■ **Text segment**
====

Let's say I have a spring with length of $80$m.
The spring is connected horizontally between two masses (on a table, without friction).
Lets say the string got narrower to $76$m.
Does it mean that $\Delta X$ of the two bodys is $2$m? or each one of the masses has $\Delta X=4$m?
It is a debate between a friend and me, he says its $4$m, I say its $2$m ( Think of an accordion, move it symmetrically to the inside, each one of the two sides moves equally half the $\Delta X$ ).

Any answers to our debate will be welcomed.

  • $\begingroup$ Better start thinking in terms of forces that act on the masses. The $\Delta x$ is irrelevant, the only relevant thing is force acting on each mass, which heavily depends on the system configuration. Draw exactly how masses are placed and what makes this $\Delta x$ and we might give you a better answer. $\endgroup$ Commented Dec 3, 2021 at 19:24
  • $\begingroup$ Well, I did draw it, but on my notebook.. I cant draw it here... I already answered my question in my notebook ( I can send a link, but I know stack site doesnt like links to picture, but to picture it here, although I cant do it currently... ) Anyway, back to question: I did to it in terms of forces, but I got ΔX halfed, and he did it not half. I cant really understand what you mean by forces will help me... I did use forces, but to find acceleration which is irrelevant to my question, since I asked only regarding ΔX $\endgroup$ Commented Dec 3, 2021 at 19:27
  • $\begingroup$ According to my friend, he says I have to watch as if the two masses are attached to a "wall". One of the masses is the wall and the other the is the second with the string that got narrower, which mean ΔX=4_m. and to look at both cases. but it doesnt seem logic to me.. why is it like that? $\endgroup$ Commented Dec 3, 2021 at 19:45

2 Answers 2


Consider a frictionless table, with the spring providing the only force on each mass. Considering the two masses as a system there is no external force on the system in the horizontal direction; therefore, the center of mass of the system does not change, and both masses each move the same distance in opposite directions, 2 cm for your example.

====

■ **Object detection data**

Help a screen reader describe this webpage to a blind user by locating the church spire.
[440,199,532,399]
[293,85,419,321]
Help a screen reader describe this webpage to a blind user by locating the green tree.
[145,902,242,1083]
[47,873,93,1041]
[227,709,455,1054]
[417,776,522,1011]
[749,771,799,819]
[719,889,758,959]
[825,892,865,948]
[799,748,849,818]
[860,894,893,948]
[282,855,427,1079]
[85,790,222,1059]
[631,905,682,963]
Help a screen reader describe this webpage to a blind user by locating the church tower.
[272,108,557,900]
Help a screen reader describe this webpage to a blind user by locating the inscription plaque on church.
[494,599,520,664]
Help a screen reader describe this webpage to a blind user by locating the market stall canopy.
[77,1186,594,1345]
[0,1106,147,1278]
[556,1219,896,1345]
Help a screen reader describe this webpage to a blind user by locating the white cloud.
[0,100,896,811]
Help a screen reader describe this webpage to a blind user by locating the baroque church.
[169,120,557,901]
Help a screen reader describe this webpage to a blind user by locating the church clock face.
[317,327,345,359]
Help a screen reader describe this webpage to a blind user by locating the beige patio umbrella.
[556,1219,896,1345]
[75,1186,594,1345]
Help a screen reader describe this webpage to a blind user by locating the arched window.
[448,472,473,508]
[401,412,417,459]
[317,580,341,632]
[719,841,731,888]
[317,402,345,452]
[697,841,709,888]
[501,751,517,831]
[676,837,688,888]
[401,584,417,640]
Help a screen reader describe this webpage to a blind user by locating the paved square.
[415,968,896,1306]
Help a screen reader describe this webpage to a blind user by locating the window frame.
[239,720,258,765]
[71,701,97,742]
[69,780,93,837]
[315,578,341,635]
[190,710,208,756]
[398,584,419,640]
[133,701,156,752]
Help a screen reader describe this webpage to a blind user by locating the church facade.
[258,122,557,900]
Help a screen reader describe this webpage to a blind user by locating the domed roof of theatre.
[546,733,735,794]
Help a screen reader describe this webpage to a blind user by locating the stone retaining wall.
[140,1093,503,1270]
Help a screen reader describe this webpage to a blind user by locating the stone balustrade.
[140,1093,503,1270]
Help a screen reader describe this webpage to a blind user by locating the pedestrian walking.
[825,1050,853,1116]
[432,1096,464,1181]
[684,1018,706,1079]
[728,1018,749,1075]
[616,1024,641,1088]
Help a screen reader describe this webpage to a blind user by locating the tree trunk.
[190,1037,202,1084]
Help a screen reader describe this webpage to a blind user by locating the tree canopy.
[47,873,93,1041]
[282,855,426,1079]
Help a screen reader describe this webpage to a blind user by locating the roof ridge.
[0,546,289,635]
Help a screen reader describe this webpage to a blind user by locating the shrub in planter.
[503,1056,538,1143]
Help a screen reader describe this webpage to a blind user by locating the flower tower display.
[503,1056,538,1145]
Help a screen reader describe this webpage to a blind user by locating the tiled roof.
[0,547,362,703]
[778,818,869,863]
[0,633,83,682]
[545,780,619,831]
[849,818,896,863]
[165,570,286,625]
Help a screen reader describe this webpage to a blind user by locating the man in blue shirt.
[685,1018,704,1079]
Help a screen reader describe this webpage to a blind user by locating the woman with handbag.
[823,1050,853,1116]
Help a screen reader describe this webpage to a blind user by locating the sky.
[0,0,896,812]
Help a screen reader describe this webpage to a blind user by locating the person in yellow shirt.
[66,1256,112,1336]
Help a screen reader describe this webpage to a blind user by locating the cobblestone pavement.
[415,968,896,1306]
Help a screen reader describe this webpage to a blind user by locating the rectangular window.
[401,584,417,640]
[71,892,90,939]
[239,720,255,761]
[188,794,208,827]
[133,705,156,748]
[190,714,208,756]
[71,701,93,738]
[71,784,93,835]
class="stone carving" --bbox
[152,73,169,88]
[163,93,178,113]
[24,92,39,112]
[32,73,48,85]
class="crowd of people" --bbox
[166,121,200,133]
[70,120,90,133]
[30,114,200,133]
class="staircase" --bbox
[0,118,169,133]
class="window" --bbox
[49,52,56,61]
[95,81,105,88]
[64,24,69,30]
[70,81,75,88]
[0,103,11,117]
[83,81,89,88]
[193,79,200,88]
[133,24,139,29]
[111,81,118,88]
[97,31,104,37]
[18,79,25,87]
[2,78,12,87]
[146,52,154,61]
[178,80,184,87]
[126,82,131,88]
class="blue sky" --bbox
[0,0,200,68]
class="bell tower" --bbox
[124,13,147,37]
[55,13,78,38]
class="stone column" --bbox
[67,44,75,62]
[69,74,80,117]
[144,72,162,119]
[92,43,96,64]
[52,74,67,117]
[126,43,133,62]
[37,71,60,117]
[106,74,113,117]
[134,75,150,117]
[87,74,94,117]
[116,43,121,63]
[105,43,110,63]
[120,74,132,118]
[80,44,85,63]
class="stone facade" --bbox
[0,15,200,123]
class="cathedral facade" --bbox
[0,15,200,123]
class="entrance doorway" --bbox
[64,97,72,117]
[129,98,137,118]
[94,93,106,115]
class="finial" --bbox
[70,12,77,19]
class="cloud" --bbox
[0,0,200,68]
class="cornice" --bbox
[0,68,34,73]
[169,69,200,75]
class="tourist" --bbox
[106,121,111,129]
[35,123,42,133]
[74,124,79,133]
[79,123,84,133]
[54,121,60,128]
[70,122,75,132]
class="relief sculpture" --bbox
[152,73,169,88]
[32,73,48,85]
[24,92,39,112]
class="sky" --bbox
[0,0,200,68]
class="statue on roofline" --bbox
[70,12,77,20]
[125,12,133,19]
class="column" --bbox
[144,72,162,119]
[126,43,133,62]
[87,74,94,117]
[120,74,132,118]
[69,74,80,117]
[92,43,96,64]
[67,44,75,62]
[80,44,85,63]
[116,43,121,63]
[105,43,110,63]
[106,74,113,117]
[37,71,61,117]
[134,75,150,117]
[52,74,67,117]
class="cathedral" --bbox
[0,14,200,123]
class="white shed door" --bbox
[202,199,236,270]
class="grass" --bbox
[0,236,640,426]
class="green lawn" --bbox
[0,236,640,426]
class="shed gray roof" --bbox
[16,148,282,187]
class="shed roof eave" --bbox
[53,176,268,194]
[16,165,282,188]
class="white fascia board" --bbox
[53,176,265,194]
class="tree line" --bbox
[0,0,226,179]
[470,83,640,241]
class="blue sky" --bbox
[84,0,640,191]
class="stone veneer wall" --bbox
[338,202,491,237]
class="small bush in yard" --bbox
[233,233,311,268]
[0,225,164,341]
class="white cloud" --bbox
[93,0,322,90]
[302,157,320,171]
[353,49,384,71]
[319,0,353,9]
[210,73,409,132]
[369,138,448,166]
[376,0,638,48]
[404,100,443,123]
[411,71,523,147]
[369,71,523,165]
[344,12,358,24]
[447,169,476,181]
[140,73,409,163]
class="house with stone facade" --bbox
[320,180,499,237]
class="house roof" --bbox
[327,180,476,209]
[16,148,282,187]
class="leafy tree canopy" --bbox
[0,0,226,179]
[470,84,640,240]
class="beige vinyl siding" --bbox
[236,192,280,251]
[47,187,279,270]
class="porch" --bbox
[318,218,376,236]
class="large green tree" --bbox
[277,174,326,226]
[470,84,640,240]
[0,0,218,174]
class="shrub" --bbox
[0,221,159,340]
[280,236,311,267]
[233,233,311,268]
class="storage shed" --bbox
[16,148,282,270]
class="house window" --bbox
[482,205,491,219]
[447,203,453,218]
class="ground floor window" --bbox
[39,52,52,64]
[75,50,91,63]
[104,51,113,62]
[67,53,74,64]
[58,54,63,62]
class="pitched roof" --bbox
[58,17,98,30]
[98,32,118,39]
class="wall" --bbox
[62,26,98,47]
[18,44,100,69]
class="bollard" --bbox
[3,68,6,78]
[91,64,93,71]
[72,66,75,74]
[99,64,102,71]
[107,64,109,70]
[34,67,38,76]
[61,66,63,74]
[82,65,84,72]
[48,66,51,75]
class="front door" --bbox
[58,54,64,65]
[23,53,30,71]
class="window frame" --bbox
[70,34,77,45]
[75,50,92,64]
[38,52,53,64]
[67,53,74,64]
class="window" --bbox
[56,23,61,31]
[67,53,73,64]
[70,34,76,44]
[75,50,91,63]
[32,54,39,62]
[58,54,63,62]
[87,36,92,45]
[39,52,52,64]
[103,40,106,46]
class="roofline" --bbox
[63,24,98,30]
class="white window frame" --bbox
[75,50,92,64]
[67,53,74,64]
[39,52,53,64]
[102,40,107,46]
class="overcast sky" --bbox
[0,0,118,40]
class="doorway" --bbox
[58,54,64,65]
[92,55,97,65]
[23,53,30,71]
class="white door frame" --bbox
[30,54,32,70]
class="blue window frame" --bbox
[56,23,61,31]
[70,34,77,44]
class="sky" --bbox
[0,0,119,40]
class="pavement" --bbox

====

■ **Work to be completed**
At what times were the comments in the thread about the spring between two masses posted?

■ **Correct output**
19:24, 19:27, 19:45